PASSAGE TO READ:
Charles Herold (cherold) A number of people who have reviewed this here have watched this film over and over, but I think once has proved enough for me. While it is only an hour, it moves slowly, and while there is an appealing oddness to the proceedings I was never caught up in it. The basic idea is intriguing (less so if you read the reviews here, many of which give away more than they should) and Moreau is quite affecting, but I find the glowing comments of other viewers downright peculiar.To me, this feels like an adaptation of a story (by Isaac Dineson) that would probably be better read. A tremendous amount of voice over commentary and soliloquies are threaded through, and my feeling is if you need this many words to tell a story, it is probably not a good film story. Like everything by Welles, it is worth watching. While it feels cheaply made, it still exhibits his sense of composition and his unique sensibility. But ultimately it's not especially good (at least based on one viewing) and certainly far from Welles' great works.

STORED DATA:
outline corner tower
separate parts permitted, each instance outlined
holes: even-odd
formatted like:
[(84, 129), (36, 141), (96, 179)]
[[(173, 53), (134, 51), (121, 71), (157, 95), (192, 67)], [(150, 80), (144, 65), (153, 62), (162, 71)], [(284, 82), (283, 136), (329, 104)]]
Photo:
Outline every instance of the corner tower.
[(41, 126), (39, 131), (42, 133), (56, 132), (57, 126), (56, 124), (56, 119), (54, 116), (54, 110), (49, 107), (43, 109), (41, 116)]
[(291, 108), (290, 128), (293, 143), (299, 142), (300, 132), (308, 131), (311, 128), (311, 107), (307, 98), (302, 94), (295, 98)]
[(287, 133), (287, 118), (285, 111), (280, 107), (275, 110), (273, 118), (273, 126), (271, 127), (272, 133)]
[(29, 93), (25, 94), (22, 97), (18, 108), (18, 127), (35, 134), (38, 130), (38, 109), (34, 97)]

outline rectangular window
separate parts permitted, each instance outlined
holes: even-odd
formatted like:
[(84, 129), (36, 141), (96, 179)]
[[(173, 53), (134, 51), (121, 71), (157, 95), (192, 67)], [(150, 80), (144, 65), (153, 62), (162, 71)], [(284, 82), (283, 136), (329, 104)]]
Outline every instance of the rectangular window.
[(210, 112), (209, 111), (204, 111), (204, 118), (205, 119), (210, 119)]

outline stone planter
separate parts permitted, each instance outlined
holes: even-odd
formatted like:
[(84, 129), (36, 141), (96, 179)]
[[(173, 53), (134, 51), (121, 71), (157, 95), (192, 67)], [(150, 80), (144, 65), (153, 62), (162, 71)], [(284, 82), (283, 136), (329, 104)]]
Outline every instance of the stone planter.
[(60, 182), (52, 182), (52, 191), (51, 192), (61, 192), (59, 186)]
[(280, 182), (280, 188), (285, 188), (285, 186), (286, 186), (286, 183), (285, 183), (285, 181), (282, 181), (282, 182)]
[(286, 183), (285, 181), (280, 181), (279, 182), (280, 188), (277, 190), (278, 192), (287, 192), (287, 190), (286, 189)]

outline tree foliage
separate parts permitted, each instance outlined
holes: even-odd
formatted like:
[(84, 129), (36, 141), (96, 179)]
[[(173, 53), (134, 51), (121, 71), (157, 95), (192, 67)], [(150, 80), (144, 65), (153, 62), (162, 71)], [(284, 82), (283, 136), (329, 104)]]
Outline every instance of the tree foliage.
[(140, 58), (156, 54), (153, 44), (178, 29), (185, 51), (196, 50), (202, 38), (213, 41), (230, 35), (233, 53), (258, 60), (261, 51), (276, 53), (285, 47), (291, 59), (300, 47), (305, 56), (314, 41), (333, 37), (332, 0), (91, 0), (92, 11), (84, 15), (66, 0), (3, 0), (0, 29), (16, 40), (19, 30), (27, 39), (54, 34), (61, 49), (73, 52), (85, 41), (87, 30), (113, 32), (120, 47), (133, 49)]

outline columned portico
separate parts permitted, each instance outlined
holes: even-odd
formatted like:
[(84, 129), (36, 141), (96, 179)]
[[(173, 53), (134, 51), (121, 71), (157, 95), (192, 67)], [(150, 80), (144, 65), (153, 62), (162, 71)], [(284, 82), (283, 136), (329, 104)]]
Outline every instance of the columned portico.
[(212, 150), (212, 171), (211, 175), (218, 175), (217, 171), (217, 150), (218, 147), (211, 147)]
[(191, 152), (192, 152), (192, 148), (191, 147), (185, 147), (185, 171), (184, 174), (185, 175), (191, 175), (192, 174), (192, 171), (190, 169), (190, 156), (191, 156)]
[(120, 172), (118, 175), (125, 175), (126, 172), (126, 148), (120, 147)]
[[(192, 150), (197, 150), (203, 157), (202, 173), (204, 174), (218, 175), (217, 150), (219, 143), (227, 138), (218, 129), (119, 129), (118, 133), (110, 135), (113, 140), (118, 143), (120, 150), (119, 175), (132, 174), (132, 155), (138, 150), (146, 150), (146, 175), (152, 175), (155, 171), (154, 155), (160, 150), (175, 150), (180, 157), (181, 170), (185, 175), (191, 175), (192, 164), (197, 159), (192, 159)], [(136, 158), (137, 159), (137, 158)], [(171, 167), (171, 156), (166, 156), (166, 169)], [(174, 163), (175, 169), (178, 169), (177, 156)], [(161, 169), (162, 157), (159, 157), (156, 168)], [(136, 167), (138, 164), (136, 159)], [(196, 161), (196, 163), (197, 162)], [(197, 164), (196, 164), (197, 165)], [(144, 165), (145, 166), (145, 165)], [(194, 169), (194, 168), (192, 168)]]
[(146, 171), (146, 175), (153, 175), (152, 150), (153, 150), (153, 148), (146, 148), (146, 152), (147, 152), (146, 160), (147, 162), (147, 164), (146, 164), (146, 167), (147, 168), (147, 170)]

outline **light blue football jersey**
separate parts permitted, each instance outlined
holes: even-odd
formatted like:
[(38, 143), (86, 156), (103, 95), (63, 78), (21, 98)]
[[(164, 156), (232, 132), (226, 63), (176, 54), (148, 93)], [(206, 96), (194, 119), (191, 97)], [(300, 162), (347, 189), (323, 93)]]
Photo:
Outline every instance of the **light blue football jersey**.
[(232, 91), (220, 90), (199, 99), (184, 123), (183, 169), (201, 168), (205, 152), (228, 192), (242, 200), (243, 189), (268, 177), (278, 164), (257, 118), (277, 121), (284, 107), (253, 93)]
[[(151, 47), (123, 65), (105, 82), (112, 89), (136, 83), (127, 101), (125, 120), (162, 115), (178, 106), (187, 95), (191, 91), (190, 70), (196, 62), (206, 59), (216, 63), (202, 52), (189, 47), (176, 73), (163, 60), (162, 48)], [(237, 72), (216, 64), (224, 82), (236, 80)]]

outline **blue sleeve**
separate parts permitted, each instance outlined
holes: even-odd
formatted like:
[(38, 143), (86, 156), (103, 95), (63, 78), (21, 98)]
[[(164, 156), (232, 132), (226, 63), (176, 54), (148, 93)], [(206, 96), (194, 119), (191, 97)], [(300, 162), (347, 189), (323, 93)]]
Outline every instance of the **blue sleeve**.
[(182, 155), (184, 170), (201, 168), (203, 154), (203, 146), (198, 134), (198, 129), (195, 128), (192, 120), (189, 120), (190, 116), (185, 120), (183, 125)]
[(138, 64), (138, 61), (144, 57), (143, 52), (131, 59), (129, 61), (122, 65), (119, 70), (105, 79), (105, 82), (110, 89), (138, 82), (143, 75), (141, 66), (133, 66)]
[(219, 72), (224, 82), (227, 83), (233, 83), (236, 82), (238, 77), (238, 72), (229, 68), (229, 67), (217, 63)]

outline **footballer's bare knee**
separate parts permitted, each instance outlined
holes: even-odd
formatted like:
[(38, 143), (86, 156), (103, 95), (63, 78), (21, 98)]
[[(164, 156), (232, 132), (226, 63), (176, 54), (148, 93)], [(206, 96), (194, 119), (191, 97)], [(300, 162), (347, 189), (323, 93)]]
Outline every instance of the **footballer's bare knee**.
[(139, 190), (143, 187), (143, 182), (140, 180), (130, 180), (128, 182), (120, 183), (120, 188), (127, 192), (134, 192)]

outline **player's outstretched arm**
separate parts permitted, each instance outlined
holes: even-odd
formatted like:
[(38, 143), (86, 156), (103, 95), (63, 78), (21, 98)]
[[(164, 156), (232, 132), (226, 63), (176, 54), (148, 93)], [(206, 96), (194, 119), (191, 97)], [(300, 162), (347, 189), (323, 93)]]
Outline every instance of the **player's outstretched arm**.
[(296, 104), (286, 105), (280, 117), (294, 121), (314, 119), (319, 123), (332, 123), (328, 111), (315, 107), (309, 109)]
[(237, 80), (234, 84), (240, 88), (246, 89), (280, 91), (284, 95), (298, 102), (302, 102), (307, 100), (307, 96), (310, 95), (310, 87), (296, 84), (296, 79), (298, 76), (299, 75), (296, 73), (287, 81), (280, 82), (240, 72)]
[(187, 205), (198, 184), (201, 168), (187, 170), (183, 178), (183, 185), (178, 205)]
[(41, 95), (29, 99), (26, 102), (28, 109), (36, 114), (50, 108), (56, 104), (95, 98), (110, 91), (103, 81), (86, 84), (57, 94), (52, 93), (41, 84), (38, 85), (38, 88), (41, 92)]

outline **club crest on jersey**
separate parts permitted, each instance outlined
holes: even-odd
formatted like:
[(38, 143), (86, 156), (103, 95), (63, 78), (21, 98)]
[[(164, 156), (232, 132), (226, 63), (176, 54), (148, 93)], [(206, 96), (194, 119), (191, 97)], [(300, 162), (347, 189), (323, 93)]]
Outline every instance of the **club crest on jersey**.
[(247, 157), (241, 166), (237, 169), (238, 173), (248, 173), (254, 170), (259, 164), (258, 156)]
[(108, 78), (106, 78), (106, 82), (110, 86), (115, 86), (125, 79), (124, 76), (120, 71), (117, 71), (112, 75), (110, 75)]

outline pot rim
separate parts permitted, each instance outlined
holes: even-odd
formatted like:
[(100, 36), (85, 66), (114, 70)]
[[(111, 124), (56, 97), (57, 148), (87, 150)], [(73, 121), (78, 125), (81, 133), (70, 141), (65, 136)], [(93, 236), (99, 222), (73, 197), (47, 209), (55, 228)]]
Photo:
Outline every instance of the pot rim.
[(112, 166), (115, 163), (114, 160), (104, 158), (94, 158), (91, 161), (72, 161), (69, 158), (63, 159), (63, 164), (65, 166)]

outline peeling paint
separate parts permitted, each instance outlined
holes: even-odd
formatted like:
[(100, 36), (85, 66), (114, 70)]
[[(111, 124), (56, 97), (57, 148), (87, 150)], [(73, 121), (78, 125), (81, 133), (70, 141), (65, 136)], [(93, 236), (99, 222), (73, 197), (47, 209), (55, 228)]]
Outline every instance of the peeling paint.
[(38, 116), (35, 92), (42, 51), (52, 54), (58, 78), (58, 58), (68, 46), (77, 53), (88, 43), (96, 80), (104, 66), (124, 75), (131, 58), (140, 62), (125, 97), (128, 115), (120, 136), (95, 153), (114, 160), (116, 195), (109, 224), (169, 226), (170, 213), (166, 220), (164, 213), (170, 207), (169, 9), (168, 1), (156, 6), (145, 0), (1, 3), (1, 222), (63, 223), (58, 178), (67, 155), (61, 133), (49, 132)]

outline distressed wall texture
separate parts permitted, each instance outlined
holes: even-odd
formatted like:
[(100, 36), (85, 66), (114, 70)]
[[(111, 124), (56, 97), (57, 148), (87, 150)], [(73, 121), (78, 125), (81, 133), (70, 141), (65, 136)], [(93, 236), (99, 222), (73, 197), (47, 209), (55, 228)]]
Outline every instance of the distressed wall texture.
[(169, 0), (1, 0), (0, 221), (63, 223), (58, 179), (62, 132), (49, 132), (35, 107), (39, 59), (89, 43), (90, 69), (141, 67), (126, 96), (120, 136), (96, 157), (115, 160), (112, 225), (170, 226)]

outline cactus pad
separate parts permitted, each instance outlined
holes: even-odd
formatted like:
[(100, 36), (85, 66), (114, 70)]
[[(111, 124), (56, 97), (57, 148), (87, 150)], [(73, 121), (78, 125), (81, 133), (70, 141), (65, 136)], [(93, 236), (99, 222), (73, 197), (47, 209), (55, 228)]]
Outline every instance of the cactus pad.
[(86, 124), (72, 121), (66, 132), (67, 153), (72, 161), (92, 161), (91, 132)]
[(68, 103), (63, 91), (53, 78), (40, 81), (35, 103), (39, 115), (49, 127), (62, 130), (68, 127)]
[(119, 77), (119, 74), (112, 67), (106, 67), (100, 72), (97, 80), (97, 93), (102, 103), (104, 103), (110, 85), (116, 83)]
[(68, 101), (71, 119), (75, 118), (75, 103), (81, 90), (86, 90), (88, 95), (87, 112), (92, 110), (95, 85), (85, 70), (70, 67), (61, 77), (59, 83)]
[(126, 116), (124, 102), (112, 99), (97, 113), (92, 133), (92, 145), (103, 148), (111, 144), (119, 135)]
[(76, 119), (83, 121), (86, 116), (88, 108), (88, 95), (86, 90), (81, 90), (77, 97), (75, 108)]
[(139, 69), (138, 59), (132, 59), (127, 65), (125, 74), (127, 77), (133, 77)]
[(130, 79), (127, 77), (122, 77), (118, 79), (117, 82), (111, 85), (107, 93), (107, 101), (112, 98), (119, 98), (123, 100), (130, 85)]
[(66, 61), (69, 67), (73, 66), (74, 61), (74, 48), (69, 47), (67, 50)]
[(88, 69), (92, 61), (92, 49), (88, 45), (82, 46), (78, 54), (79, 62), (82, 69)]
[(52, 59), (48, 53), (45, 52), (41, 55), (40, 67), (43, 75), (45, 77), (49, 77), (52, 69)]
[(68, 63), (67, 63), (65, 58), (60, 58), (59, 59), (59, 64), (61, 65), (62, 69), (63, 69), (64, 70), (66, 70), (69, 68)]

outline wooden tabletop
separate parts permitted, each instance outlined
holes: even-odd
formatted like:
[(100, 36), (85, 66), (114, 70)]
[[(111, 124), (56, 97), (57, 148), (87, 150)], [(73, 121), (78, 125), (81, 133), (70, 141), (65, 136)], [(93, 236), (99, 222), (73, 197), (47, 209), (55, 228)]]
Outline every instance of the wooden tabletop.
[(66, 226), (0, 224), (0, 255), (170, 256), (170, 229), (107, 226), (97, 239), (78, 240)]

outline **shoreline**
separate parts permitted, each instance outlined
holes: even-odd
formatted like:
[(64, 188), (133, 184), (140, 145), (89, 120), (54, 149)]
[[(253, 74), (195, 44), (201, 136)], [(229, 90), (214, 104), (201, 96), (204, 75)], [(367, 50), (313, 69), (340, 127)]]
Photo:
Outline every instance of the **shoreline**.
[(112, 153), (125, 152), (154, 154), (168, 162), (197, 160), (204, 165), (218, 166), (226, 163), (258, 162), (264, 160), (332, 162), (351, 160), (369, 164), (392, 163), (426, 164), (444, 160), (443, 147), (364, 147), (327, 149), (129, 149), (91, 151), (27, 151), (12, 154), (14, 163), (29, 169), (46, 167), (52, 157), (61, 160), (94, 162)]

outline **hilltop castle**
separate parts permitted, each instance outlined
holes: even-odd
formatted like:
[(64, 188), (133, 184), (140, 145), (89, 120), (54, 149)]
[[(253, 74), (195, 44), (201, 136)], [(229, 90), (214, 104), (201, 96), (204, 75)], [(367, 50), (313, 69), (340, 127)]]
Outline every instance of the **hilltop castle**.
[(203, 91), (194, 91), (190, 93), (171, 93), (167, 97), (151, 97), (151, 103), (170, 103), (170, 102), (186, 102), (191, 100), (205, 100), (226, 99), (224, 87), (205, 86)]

TRY IT:
Translate this sentence from the film review into French: "Like everything by Welles, it is worth watching."

OUTPUT BELOW:
Comme tout ce qu'a fait Welles, il vaut la peine d'être vu.